▸ **EXERCISE OBJECTIVE**
Print all the entries exactly.

(Stored dataset items)
• • • • • • •

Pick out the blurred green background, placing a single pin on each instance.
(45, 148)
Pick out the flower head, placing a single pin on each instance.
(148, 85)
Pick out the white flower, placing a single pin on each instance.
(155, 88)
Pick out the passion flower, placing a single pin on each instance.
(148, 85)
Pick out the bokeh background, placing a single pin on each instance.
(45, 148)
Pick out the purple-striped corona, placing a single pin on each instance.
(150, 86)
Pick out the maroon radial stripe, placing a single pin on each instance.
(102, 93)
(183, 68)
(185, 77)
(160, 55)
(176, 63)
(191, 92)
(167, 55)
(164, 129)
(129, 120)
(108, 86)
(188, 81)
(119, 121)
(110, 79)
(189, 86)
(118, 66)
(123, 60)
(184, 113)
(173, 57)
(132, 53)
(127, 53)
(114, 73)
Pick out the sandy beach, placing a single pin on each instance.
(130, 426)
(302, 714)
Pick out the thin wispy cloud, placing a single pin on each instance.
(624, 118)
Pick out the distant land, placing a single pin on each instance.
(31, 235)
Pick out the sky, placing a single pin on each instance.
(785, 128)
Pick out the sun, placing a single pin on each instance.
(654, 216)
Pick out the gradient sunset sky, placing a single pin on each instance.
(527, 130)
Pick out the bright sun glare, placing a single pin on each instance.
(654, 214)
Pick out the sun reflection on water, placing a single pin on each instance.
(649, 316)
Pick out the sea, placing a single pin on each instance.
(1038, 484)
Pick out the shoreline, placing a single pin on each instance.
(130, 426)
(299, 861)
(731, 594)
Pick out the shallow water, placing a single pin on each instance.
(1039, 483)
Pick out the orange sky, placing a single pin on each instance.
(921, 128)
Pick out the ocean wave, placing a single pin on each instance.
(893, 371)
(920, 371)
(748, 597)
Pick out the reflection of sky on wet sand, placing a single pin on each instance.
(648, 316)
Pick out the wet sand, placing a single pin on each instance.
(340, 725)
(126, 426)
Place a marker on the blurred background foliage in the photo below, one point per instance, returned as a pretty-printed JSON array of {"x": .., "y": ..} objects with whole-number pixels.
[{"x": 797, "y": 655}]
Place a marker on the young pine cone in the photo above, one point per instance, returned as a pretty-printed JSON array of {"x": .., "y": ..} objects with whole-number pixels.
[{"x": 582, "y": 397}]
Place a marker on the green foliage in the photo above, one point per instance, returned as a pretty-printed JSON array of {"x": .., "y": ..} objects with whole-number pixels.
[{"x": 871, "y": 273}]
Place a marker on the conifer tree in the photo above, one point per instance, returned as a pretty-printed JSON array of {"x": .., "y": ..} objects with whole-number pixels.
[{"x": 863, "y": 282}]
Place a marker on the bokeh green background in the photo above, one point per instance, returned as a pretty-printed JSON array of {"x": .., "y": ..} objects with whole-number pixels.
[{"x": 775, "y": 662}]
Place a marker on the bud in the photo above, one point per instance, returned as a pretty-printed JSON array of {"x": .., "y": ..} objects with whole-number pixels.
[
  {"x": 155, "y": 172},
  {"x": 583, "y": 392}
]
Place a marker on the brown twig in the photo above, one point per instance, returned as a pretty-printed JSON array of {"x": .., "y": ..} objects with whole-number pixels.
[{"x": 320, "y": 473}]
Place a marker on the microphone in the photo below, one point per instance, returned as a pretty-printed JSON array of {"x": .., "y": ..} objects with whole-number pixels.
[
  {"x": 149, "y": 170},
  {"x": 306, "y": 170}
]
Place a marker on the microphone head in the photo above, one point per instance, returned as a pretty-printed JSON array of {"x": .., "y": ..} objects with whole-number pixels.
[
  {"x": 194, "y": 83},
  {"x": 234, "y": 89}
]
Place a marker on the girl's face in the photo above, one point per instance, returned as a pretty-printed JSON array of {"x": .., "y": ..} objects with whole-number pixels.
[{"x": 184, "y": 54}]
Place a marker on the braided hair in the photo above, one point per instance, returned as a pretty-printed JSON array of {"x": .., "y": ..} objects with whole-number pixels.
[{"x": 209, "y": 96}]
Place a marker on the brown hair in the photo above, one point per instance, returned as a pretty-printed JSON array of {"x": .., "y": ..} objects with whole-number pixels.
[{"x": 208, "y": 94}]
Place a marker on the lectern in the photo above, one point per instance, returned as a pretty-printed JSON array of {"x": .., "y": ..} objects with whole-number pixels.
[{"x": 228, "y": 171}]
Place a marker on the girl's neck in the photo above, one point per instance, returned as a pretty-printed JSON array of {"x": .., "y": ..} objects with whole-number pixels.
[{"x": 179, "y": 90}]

• • • • • • •

▸ **SOLUTION TO THIS TASK**
Pick out the blurred green background, placing a single pin on each instance.
(45, 148)
Pick out the flower head, placing a single pin on each instance.
(148, 85)
Pick out the white flower, placing a single pin on each instance.
(155, 88)
Pick out the passion flower, placing a single pin on each instance.
(148, 85)
Pick out the bokeh background, placing a single pin on each instance.
(45, 148)
Pick out the purple-striped corona, placing a single pin on each instance.
(150, 86)
Pick out the maroon radial stripe, placing a single pin on each instance.
(102, 93)
(183, 68)
(185, 77)
(160, 55)
(176, 63)
(191, 92)
(167, 55)
(164, 129)
(129, 120)
(108, 86)
(188, 81)
(119, 121)
(110, 79)
(189, 86)
(118, 66)
(123, 60)
(184, 113)
(173, 57)
(132, 53)
(127, 53)
(114, 73)
Pick out the sandy beach, placing a single pin on each instance.
(130, 426)
(302, 714)
Pick out the thin wispy cloud, placing a single pin on each instance.
(624, 118)
Pick out the distant land, placing a single pin on each instance.
(31, 235)
Pick out the sky, placing a single pin on each instance.
(785, 128)
Pick out the sun, placing a single pin on each instance.
(654, 216)
Pick out the gradient sunset sky, placing a single pin on each instance.
(527, 130)
Pick out the bright sun glare, placing a single pin on each instance.
(654, 214)
Pick out the sun reflection on water, placing a single pin on each instance.
(649, 316)
Pick out the sea, placing a single pin on each instance.
(1038, 484)
Pick out the shoreline, placing a single pin on each instance.
(130, 426)
(299, 861)
(731, 594)
Pick out the shallow water, placing a single pin on each instance.
(1039, 483)
Pick out the orange sky, placing a single pin on each instance.
(921, 128)
Pick out the ocean wave, placing a single pin on each instance.
(893, 371)
(920, 371)
(748, 597)
Pick out the reflection of sky on wet sand, placing a single pin on each instance.
(648, 316)
Pick out the wet sand, placing a single pin on each instance.
(340, 725)
(126, 426)
Place a marker on the blurred background foliage in the photo below, one point per instance, returned as a pretty-printed JSON array of {"x": .., "y": ..} objects with whole-number pixels.
[{"x": 797, "y": 655}]
Place a marker on the young pine cone in the photo above, one point per instance, returned as a pretty-printed JSON array of {"x": .., "y": ..} objects with whole-number pixels.
[{"x": 582, "y": 397}]
Place a marker on the green foliage in the photo above, one point per instance, returned as a pretty-printed JSON array of {"x": .., "y": ..} objects with whole-number pixels.
[{"x": 871, "y": 273}]
Place a marker on the conifer tree in the photo above, one point per instance, returned as a pretty-printed JSON array of {"x": .., "y": ..} objects with whole-number pixels.
[{"x": 863, "y": 282}]
Place a marker on the bokeh green background in the photo above, one point per instance, returned as a pretty-printed JSON array of {"x": .., "y": ..} objects with whole-number pixels.
[{"x": 775, "y": 662}]
Place a marker on the bud in the photo above, one point per instance, returned as a pretty-printed JSON array of {"x": .., "y": ..} objects with whole-number pixels.
[
  {"x": 155, "y": 172},
  {"x": 583, "y": 392}
]
Place a marker on the brown twig in the photo above, one point per instance, returned as a pretty-printed JSON array of {"x": .., "y": ..} objects with whole-number pixels.
[{"x": 320, "y": 473}]
Place a marker on the microphone in the photo below, one point per instance, returned as a pretty-printed JSON array of {"x": .., "y": ..} objects with whole-number pixels.
[
  {"x": 149, "y": 170},
  {"x": 306, "y": 170}
]
Place a marker on the microphone head in the photo above, one point per instance, returned as a pretty-printed JSON array of {"x": .., "y": ..} objects with whole-number pixels.
[
  {"x": 194, "y": 83},
  {"x": 234, "y": 89}
]
Place a marker on the girl's face in the photo above, one point per instance, returned as a pretty-printed JSON array of {"x": .., "y": ..} objects with whole-number pixels.
[{"x": 184, "y": 54}]
Place a marker on the braided hair in the photo above, one point per instance, returned as a pretty-printed JSON array of {"x": .., "y": ..} objects with whole-number pixels.
[{"x": 209, "y": 96}]
Place a marker on the brown hair in the photo above, one point per instance, returned as a pretty-printed JSON array of {"x": .., "y": ..} objects with whole-number pixels.
[{"x": 208, "y": 94}]
Place a marker on the lectern in the photo above, one point per instance, returned as a pretty-printed JSON array of {"x": .., "y": ..} objects with whole-number pixels.
[{"x": 228, "y": 171}]
Place a marker on the girl's neck in the photo above, one point per instance, returned as a pretty-printed JSON array of {"x": .., "y": ..} objects with whole-number pixels.
[{"x": 179, "y": 90}]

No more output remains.